MATERIAL FOR THE TASK
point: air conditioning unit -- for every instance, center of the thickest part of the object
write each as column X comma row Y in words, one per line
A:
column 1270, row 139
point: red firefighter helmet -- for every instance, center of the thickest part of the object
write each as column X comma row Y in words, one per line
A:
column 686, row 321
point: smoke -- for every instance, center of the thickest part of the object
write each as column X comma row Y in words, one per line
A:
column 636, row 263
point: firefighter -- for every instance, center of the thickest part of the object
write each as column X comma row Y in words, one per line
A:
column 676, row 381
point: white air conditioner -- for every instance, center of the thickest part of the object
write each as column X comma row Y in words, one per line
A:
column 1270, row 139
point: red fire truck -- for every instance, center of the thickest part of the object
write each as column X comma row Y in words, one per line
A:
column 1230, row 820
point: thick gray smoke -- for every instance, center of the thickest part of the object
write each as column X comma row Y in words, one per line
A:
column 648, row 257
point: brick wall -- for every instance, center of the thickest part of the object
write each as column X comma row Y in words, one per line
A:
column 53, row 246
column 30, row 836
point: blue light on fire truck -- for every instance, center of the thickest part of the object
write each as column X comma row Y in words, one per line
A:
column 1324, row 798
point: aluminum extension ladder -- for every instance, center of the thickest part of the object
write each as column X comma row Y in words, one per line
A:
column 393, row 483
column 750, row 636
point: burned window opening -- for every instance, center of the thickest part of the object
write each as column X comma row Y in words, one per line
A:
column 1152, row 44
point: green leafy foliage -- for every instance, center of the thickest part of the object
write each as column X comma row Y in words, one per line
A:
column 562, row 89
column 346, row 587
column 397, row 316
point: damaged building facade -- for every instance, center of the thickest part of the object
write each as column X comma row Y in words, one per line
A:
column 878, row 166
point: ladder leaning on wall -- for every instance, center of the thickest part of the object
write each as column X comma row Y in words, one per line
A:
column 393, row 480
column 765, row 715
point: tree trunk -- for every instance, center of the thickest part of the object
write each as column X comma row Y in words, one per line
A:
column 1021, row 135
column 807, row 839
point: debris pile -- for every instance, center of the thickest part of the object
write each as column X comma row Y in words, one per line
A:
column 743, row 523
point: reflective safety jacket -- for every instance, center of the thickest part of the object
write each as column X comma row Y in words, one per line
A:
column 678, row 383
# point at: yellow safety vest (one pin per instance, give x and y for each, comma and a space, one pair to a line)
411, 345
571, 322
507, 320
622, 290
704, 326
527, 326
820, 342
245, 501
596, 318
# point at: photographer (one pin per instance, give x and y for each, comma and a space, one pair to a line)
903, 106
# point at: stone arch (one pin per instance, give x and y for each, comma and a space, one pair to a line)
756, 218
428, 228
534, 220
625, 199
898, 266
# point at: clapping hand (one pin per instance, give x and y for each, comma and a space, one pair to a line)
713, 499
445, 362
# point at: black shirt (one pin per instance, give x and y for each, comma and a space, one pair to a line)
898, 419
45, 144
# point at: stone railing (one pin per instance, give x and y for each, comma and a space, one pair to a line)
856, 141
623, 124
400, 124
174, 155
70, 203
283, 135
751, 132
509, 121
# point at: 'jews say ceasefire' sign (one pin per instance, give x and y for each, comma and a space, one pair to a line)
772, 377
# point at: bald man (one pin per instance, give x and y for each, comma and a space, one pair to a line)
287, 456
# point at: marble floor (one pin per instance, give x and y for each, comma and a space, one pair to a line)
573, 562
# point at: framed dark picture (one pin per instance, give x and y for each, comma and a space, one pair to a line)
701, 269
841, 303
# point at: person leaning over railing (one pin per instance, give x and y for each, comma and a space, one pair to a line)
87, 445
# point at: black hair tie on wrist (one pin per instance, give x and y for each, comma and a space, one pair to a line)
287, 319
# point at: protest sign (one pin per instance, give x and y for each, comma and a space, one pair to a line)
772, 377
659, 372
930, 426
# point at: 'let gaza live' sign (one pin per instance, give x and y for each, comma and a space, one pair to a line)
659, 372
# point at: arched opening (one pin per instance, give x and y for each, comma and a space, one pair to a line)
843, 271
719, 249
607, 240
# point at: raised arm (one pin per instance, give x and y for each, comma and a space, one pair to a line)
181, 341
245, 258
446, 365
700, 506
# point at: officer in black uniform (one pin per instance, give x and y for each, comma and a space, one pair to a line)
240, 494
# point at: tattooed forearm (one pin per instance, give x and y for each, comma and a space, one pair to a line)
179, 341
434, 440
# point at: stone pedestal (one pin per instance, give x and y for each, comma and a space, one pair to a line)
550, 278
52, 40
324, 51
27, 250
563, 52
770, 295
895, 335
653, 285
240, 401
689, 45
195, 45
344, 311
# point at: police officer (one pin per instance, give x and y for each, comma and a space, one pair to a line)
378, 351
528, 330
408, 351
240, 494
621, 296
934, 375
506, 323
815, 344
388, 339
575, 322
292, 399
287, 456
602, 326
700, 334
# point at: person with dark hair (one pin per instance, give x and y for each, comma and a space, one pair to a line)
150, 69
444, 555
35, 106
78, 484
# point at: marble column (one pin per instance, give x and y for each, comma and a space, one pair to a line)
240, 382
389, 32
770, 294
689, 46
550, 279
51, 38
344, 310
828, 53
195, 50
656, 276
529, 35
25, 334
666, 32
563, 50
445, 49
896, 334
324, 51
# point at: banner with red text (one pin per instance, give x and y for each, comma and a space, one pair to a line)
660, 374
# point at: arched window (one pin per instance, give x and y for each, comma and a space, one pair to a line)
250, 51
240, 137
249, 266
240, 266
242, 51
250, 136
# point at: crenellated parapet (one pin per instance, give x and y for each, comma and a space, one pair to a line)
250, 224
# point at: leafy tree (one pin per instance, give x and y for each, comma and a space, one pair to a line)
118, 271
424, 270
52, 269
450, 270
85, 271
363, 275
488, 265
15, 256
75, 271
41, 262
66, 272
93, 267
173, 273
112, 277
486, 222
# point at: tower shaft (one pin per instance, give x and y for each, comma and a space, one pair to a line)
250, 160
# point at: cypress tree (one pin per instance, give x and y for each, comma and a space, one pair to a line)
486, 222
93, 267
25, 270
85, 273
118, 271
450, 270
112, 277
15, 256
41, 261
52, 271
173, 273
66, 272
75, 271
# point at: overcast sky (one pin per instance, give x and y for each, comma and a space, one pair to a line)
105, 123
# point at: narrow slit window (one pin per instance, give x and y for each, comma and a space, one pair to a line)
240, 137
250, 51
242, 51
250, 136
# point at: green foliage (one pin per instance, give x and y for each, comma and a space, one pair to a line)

EXERCISE PROMPT
Every entry above needs to be quoted exactly.

TASK OUTPUT
point: air conditioning unit -- for every instance, center of the thickest part of the object
write each as column X comma row Y in words, one per line
A:
column 1270, row 139
point: red firefighter helmet -- for every instance, center of the thickest part of the object
write each as column X comma row Y in words, one per line
A:
column 686, row 321
point: smoke -- for every instance, center of the thickest part of the object
write each as column X comma row Y in words, one per line
A:
column 636, row 263
point: firefighter -- for every instance, center of the thickest part of the object
write each as column X comma row Y in words, one per line
A:
column 676, row 381
point: white air conditioner -- for every instance, center of the thickest part of the object
write each as column X comma row Y in words, one per line
A:
column 1270, row 139
point: red fire truck -- for every instance, center of the thickest part of the object
write each as column X comma row Y in words, one per line
A:
column 1230, row 820
point: thick gray smoke -- for every instance, center of the thickest part of the object
write each as column X comma row Y in words, one per line
A:
column 648, row 257
point: brick wall -- for every instance, center of the thickest part of the object
write each as column X comma row Y in words, one per line
A:
column 53, row 246
column 30, row 836
point: blue light on fire truck -- for every instance, center of the thickest part of the object
write each as column X comma row Y in words, one per line
A:
column 1324, row 798
point: aluminum extension ladder -- for every instance, center of the thickest part of the object
write each as column X comma row Y in words, one per line
A:
column 393, row 483
column 750, row 636
point: burned window opening -- for every instance, center of the thickest part of the object
write each as column X comma row Y in words, one per line
A:
column 1152, row 44
point: green leafy foliage -- for every instance, center of the thickest part of the object
write each as column X comma row Y in words, one per line
A:
column 562, row 89
column 346, row 587
column 397, row 316
point: damaged building facade -- for every instance, center of the thickest part of the object
write each as column X comma row Y in words, one per line
A:
column 878, row 166
point: ladder leaning on wall -- for every instance, center of the thickest part of the object
write each as column X comma row Y in words, one per line
A:
column 393, row 480
column 765, row 715
point: tree trunk -- for every instance, center of the thickest part of the object
write each as column X comma row Y in words, one per line
A:
column 1021, row 135
column 807, row 839
point: debris pile -- for every instance, center of the thickest part of the object
write each as column X comma row Y in words, one per line
A:
column 743, row 523
point: reflective safety jacket -- for every instance, center of the thickest part of the object
write each as column X comma row Y in words, one per line
A:
column 678, row 383
# point at: yellow safety vest (one pin per instance, give x and y for each, comma and a space, one pair to a line)
411, 345
571, 322
507, 320
622, 290
704, 326
527, 326
820, 342
245, 501
596, 318
# point at: photographer (one pin per instance, give x and y for each, comma and a space, one pair to a line)
903, 106
# point at: stone arch (one pin per instance, give x and y for each, comma and a space, one pair to a line)
756, 218
428, 228
534, 220
625, 199
898, 266
# point at: clapping hand (one pin per instance, give x and y for each, comma and a space, one pair to a line)
713, 499
445, 362
# point at: black shirt (one pin per instance, give x and y for each, comma and a space, one pair to a line)
898, 419
45, 144
# point at: stone railing (one pin per instance, give x and y for each, comma and a space, one pair to a line)
856, 141
623, 124
400, 124
174, 155
70, 203
283, 135
751, 132
509, 121
# point at: 'jews say ceasefire' sign (one pin per instance, give x and y for each, comma and a space, one pair to a line)
772, 377
# point at: bald man (one pin per instance, give x and y for each, comma and a space, one pair to a line)
287, 456
# point at: marble floor (one pin per instance, give x and y for each, comma and a space, one pair to a line)
573, 562
# point at: framed dark picture (one pin per instance, give x and y for each, comma and a space, one pair to a line)
701, 269
841, 303
# point at: person leaning over railing (one pin per instance, give x and y for each, comma and a space, one pair to a line)
87, 445
# point at: black hair tie on wrist (one pin per instance, give x and y for each, comma and a space, one pair to a line)
287, 319
# point at: protest sign (one pin per instance, give x and y for each, comma and a space, one pair to a line)
772, 377
659, 372
930, 426
# point at: 'let gaza live' sign (one pin per instance, give x and y for each, comma and a space, one pair to a line)
659, 372
# point at: arched opening (one pin per instance, give x and y for each, comma and a space, one pair to a line)
843, 271
719, 249
607, 240
# point at: raised arm (one pin per instance, give x and y for each, comma and a space, one pair to a line)
181, 341
245, 258
446, 365
700, 506
# point at: officer in black uniform (one pin per instance, give x and y for each, comma and a space, one pair to a line)
240, 494
# point at: tattooed forearm (one pin per instance, give x and y for each, comma and a space, one pair to a line)
179, 341
434, 440
# point at: stone pedestal (one pin per instance, give x and y for each, comma and a space, one pair to a line)
550, 278
52, 40
324, 51
27, 250
563, 52
770, 295
895, 335
653, 285
240, 401
689, 45
195, 45
344, 311
# point at: police officer (one pin per instance, give x and y for each, comma and a space, one pair to a line)
378, 351
528, 330
408, 351
240, 494
621, 296
934, 375
506, 323
815, 344
388, 339
575, 322
292, 399
287, 456
602, 326
700, 334
# point at: person with dark hair (one pin per instance, give x and y for each, comma and a space, one pair to a line)
150, 69
444, 555
35, 106
78, 484
# point at: marble column (one pin per instance, give x and y for each, comma and a space, one pair to a line)
240, 382
389, 32
770, 294
689, 46
550, 279
51, 38
344, 310
828, 53
195, 50
656, 276
529, 35
25, 334
666, 32
563, 50
445, 49
896, 334
324, 51
# point at: banner with red text (one pin per instance, give x and y for each, comma and a space, one pair to a line)
660, 374
# point at: arched window (one pin per instance, give x and y for each, comma and a space, one pair to a line)
250, 51
240, 137
249, 266
240, 266
242, 51
250, 136
# point at: crenellated parapet (one pin per instance, give x and y for each, comma and a space, one pair to a line)
250, 224
# point at: leafy tree (one pin per instance, give x and y for each, comma and a space, one pair to a line)
118, 271
424, 270
52, 269
450, 270
85, 271
363, 275
488, 265
15, 256
75, 271
41, 262
66, 272
93, 267
173, 273
112, 277
486, 222
# point at: tower shaft (one pin per instance, give x and y for each, comma and a space, one pair to a line)
250, 160
# point at: cypress tree (one pin per instance, give x and y for each, comma and a space, one pair to a line)
486, 222
93, 267
25, 270
85, 273
118, 271
450, 270
112, 277
15, 256
41, 261
52, 271
173, 273
66, 272
75, 271
# point at: overcast sky (one pin per instance, give x and y for each, comma and a space, one pair to a line)
105, 123
# point at: narrow slit window (one pin per instance, give x and y for each, comma and a space, one pair to a line)
240, 137
250, 51
242, 51
250, 136
# point at: green foliage (one pin per instance, give x and y for each, comma and a space, one pair to a line)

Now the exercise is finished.